● **Extracted information**:
%%

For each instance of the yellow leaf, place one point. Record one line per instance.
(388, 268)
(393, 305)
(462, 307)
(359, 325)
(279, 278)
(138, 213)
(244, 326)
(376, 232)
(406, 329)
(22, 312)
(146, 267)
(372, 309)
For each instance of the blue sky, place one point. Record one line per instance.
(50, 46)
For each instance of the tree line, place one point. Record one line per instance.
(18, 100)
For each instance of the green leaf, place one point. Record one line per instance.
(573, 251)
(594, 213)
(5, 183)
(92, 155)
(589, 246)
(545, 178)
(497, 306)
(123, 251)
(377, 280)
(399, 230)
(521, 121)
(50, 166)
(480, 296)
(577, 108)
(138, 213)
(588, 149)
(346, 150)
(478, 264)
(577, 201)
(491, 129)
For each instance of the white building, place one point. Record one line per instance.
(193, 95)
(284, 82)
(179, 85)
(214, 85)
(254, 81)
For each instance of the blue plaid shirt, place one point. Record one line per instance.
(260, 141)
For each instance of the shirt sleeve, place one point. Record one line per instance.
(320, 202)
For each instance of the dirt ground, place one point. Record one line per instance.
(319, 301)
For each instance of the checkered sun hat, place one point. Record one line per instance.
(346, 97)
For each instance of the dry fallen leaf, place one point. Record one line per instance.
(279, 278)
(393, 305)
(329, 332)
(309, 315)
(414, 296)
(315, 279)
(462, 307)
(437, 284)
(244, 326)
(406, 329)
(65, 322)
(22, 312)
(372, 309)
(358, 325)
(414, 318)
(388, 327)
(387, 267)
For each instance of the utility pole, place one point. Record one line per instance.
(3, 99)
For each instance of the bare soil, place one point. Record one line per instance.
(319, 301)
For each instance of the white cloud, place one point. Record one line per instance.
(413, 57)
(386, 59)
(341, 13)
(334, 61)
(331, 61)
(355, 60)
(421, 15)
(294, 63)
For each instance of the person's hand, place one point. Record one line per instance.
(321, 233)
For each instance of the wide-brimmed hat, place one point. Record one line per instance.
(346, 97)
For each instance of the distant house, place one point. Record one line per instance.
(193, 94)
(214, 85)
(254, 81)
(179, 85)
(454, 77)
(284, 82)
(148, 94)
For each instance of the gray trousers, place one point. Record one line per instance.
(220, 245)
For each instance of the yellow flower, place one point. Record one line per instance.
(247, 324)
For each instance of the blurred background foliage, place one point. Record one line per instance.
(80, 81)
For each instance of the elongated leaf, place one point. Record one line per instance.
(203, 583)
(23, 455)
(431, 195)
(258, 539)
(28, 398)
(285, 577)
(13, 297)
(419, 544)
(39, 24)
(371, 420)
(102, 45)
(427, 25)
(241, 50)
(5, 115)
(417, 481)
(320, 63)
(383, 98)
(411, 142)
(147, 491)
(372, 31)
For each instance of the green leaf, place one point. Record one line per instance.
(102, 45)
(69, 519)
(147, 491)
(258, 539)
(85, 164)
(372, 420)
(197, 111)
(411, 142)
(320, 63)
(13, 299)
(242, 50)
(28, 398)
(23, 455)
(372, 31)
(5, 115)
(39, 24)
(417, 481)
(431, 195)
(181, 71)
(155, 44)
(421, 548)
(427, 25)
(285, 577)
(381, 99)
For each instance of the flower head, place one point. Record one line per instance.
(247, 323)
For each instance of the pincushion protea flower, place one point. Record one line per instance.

%%

● **Task statement**: Please return the whole listing, line for line, exactly.

● **Task response**:
For each instance of the yellow leaf, place one point. Record one line per instance.
(388, 268)
(393, 305)
(462, 307)
(359, 325)
(279, 278)
(138, 213)
(244, 326)
(376, 232)
(406, 329)
(22, 312)
(146, 267)
(372, 309)
For each instance of the blue sky, place one point. Record one line per instance.
(50, 46)
For each instance of the tree line, place one point. Record one line per instance.
(18, 100)
For each instance of the green leaf, place one point. Record one line per instance.
(573, 251)
(594, 213)
(5, 183)
(92, 155)
(589, 246)
(545, 178)
(497, 306)
(123, 251)
(377, 280)
(399, 230)
(521, 121)
(50, 166)
(480, 296)
(577, 108)
(138, 213)
(588, 149)
(346, 150)
(478, 264)
(577, 201)
(491, 129)
For each instance of the white building, place one point. Record one line per instance.
(193, 95)
(284, 82)
(179, 85)
(214, 85)
(254, 81)
For each instance of the blue plaid shirt, place one point. Record one line per instance.
(260, 141)
For each instance of the shirt sleeve, place one point. Record one line per instance.
(320, 202)
For each instance of the dirt ground, place one point. Record one line per instance.
(319, 301)
For each instance of the checkered sun hat, place one point. Record one line per instance.
(346, 97)
For each instance of the dry fallen leaf, place one point. Record one line per instance.
(279, 278)
(393, 305)
(329, 332)
(309, 315)
(414, 296)
(315, 279)
(462, 307)
(437, 284)
(244, 326)
(406, 329)
(65, 322)
(22, 312)
(372, 309)
(358, 325)
(414, 318)
(388, 327)
(387, 267)
For each instance of the utility pole, place one point. Record one line per instance.
(3, 99)
For each instance of the bare soil, place one point. Record one line per instance.
(319, 301)
For each instance of the white cloud, place one point. Record one line per instance.
(413, 57)
(386, 59)
(341, 13)
(334, 61)
(331, 61)
(355, 60)
(421, 15)
(294, 63)
For each instance of the person's hand, place one point. Record one line per instance.
(321, 233)
For each instance of the wide-brimmed hat, place one point. Record one line per instance.
(346, 97)
For each instance of the distant house, place one point. Record one line per instance.
(193, 94)
(214, 85)
(254, 81)
(179, 85)
(454, 77)
(284, 82)
(148, 94)
For each instance of the gray trousers, place one point. Record one line per instance.
(220, 245)
For each instance of the yellow flower, place one point. Record one line per instance.
(247, 324)
For each instance of the blurred background foliage, place one point. Record one line per instance.
(80, 81)
For each instance of the elongated leaf, place one point. Record one line per instance.
(203, 583)
(23, 455)
(431, 195)
(258, 539)
(28, 398)
(285, 577)
(13, 297)
(419, 544)
(39, 24)
(371, 420)
(102, 45)
(427, 25)
(241, 50)
(5, 115)
(417, 481)
(320, 63)
(383, 98)
(411, 142)
(147, 491)
(372, 31)
For each instance of the green leaf, place one point. Record one line per instance.
(102, 45)
(69, 519)
(147, 491)
(258, 539)
(85, 164)
(372, 420)
(197, 111)
(411, 142)
(320, 63)
(13, 299)
(242, 50)
(28, 398)
(23, 455)
(372, 31)
(5, 115)
(39, 24)
(417, 481)
(431, 195)
(181, 71)
(155, 44)
(421, 548)
(427, 25)
(285, 577)
(381, 99)
For each instance of the flower head, place one point. Record one line per instance.
(247, 323)
For each instance of the pincushion protea flower, place one point. Record one line per instance.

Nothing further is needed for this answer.